**Your objective**
The expected output is each line below containing "smoke", copied in full.

**Exercise data**
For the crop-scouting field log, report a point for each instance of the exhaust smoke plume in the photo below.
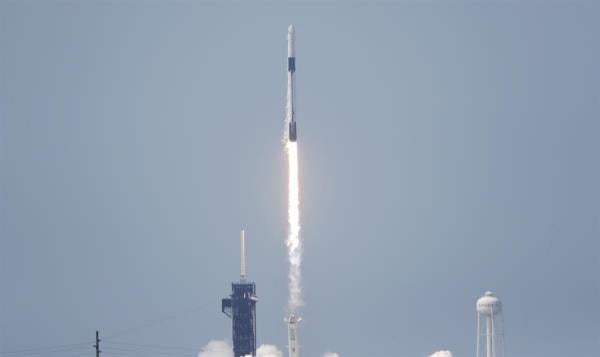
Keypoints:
(223, 349)
(293, 242)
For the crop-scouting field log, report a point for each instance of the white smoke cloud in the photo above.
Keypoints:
(268, 351)
(216, 349)
(442, 354)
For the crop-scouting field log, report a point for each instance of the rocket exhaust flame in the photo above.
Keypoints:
(293, 241)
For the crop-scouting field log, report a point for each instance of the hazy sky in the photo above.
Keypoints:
(446, 148)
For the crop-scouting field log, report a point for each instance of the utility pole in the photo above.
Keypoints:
(97, 345)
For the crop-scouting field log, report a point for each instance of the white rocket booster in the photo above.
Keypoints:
(290, 105)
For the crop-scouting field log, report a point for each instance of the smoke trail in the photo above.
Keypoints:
(293, 242)
(217, 348)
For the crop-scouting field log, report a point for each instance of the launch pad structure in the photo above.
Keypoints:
(240, 306)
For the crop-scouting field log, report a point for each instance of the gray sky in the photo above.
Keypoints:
(446, 148)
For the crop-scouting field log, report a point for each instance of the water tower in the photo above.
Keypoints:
(490, 330)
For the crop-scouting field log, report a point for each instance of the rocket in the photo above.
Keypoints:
(290, 107)
(293, 346)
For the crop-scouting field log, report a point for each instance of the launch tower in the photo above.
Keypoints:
(240, 306)
(490, 329)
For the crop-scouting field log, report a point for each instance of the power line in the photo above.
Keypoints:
(187, 349)
(45, 350)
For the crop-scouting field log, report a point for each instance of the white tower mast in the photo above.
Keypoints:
(489, 314)
(242, 257)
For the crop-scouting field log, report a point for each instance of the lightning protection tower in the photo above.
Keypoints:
(240, 306)
(490, 329)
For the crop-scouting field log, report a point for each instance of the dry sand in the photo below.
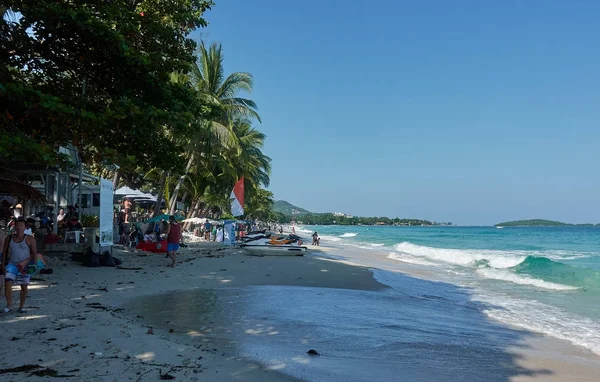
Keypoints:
(77, 325)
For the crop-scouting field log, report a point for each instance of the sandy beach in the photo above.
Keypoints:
(78, 322)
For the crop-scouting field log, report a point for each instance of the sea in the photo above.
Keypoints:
(460, 300)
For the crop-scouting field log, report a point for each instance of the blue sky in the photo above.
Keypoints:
(466, 111)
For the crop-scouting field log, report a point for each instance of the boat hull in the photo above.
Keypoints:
(274, 250)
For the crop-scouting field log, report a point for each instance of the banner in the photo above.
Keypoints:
(106, 213)
(237, 194)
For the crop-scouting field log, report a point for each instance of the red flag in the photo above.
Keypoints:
(237, 194)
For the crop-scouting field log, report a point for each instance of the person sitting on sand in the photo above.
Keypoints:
(19, 255)
(173, 239)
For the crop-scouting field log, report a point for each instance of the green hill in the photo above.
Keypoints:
(533, 223)
(287, 208)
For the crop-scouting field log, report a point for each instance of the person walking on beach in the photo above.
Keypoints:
(316, 239)
(19, 251)
(173, 239)
(2, 237)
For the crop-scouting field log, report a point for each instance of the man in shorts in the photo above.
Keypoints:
(19, 256)
(173, 239)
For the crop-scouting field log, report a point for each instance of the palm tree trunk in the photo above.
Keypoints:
(116, 179)
(173, 203)
(191, 213)
(161, 191)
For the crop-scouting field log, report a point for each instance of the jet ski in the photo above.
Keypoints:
(267, 244)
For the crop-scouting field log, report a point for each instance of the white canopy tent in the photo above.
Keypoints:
(130, 193)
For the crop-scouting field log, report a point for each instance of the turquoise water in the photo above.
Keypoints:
(544, 279)
(458, 300)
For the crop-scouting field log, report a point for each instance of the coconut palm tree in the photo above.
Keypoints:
(220, 93)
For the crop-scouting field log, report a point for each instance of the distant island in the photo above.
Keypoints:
(538, 223)
(286, 212)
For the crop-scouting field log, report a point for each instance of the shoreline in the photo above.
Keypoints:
(78, 322)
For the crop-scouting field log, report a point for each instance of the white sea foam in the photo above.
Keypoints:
(464, 257)
(410, 259)
(505, 275)
(330, 238)
(535, 316)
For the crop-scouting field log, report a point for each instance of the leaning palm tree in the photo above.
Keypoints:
(221, 94)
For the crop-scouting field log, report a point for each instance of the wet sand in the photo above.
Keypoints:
(79, 323)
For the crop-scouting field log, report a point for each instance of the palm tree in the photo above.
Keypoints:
(221, 93)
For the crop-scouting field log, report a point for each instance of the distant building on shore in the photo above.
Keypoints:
(342, 214)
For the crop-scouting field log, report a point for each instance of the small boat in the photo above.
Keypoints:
(273, 245)
(274, 250)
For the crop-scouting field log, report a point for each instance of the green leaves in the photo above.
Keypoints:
(96, 74)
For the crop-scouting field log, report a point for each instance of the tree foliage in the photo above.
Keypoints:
(97, 74)
(122, 81)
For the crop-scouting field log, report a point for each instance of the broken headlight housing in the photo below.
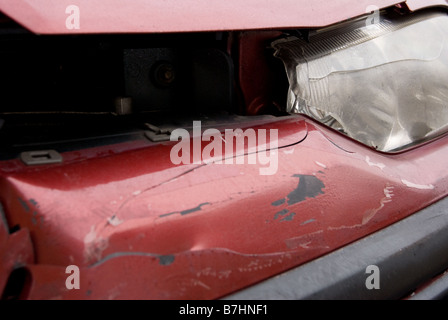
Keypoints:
(383, 84)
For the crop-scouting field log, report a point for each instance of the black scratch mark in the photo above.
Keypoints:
(278, 202)
(309, 187)
(281, 213)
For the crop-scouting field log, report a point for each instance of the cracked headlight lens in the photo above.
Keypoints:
(385, 84)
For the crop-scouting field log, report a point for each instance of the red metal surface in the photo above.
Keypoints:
(131, 16)
(142, 228)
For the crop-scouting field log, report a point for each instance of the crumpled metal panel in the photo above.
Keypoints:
(125, 16)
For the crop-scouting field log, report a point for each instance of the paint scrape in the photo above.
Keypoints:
(372, 164)
(417, 186)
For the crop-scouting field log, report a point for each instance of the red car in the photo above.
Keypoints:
(234, 150)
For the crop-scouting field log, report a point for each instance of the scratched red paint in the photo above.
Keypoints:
(142, 228)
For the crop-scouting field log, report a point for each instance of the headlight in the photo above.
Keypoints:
(385, 85)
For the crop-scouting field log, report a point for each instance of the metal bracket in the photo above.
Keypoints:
(32, 158)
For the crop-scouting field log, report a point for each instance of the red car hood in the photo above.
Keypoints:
(141, 16)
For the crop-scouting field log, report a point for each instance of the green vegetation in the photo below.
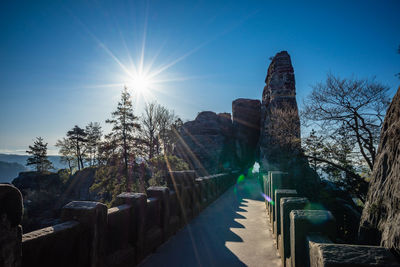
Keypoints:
(348, 115)
(39, 156)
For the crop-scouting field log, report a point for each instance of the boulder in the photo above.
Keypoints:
(280, 123)
(279, 143)
(380, 221)
(206, 143)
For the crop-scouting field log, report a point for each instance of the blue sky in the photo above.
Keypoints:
(62, 62)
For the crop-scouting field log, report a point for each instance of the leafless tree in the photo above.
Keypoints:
(350, 108)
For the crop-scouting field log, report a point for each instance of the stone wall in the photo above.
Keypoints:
(92, 235)
(306, 235)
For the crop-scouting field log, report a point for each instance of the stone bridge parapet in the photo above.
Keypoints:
(92, 235)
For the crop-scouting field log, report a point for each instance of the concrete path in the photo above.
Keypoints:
(232, 231)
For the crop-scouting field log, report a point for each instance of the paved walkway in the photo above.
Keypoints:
(232, 231)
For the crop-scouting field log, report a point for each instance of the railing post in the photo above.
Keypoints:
(279, 194)
(303, 222)
(161, 193)
(11, 209)
(93, 217)
(287, 205)
(139, 203)
(278, 180)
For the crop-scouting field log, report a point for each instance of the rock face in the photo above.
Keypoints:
(246, 125)
(206, 143)
(380, 221)
(280, 123)
(279, 142)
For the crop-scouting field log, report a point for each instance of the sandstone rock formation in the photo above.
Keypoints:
(206, 143)
(279, 142)
(280, 123)
(380, 222)
(246, 125)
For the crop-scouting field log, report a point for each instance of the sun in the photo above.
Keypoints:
(140, 83)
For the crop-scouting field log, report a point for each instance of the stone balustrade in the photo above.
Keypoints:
(305, 236)
(92, 235)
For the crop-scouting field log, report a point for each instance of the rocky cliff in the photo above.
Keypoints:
(206, 143)
(280, 123)
(380, 222)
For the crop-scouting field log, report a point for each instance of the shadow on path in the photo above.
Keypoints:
(232, 231)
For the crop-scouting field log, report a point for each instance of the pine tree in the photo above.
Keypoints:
(94, 134)
(124, 127)
(39, 156)
(78, 137)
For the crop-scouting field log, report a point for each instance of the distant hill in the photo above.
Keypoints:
(9, 171)
(21, 159)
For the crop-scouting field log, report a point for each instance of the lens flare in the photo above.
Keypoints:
(267, 198)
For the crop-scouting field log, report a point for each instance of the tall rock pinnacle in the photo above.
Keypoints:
(280, 123)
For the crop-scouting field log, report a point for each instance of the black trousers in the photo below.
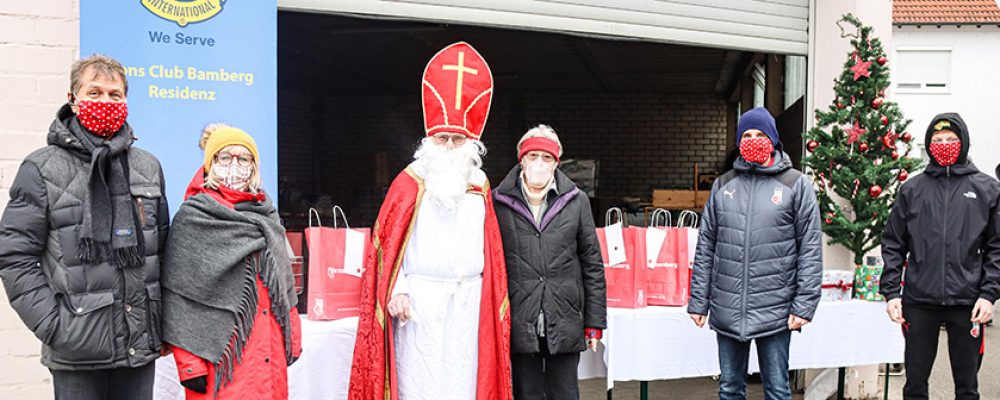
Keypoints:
(965, 350)
(544, 376)
(105, 384)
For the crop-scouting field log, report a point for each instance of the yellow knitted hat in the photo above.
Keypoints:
(228, 136)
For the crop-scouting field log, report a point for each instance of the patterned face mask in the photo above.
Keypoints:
(102, 118)
(946, 154)
(233, 176)
(756, 150)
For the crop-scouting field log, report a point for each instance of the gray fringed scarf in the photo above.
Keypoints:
(110, 230)
(213, 257)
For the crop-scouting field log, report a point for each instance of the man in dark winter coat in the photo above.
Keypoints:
(555, 274)
(759, 260)
(81, 241)
(944, 235)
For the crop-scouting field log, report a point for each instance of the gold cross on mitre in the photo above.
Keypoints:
(461, 69)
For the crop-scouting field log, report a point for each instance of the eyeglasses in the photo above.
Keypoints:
(443, 138)
(244, 160)
(532, 156)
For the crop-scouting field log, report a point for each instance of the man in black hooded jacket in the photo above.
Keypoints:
(944, 233)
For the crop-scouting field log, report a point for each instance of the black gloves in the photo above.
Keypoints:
(197, 384)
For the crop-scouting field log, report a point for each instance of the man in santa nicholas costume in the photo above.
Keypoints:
(434, 318)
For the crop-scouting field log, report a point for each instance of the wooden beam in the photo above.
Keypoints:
(774, 91)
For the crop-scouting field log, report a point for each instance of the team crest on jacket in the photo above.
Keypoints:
(777, 197)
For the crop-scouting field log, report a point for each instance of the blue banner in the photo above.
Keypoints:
(191, 63)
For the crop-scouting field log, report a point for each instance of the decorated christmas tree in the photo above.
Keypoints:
(858, 152)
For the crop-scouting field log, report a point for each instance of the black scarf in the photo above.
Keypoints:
(111, 231)
(213, 257)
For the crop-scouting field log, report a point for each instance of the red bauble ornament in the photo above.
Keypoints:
(860, 68)
(889, 140)
(874, 190)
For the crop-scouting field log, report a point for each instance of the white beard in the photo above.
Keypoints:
(446, 171)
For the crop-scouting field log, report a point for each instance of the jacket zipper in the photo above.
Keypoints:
(141, 211)
(944, 234)
(746, 258)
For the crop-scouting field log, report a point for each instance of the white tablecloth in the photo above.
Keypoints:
(659, 343)
(321, 373)
(654, 343)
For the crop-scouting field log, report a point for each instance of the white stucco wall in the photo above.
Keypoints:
(975, 83)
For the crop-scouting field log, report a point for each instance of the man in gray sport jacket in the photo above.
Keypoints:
(759, 260)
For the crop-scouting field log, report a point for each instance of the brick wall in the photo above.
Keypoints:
(38, 42)
(643, 141)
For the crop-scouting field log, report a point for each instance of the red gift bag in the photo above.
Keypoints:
(336, 262)
(663, 251)
(626, 284)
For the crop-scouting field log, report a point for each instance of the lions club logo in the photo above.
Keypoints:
(184, 12)
(778, 196)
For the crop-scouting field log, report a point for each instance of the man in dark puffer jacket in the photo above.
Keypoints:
(759, 259)
(81, 241)
(555, 279)
(945, 229)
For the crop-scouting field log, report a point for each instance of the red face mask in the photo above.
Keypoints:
(946, 154)
(756, 150)
(102, 118)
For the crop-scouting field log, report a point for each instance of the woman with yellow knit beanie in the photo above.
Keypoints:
(228, 294)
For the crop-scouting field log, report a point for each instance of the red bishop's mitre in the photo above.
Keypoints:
(457, 91)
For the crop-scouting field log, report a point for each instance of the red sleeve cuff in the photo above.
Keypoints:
(189, 366)
(593, 333)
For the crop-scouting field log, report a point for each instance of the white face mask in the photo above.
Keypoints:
(538, 173)
(233, 176)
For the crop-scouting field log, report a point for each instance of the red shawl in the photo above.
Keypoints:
(373, 371)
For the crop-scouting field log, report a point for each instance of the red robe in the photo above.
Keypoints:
(373, 371)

**Result of the task**
For the crop-scouting field log, report a point for each instance of the exhaust smoke plume in the photo below.
For the crop-scouting field log, report a point for each instance of the white smoke cloud in the photo above.
For the crop-scouting field log, report a point for each instance of the smoke trail in the photo above.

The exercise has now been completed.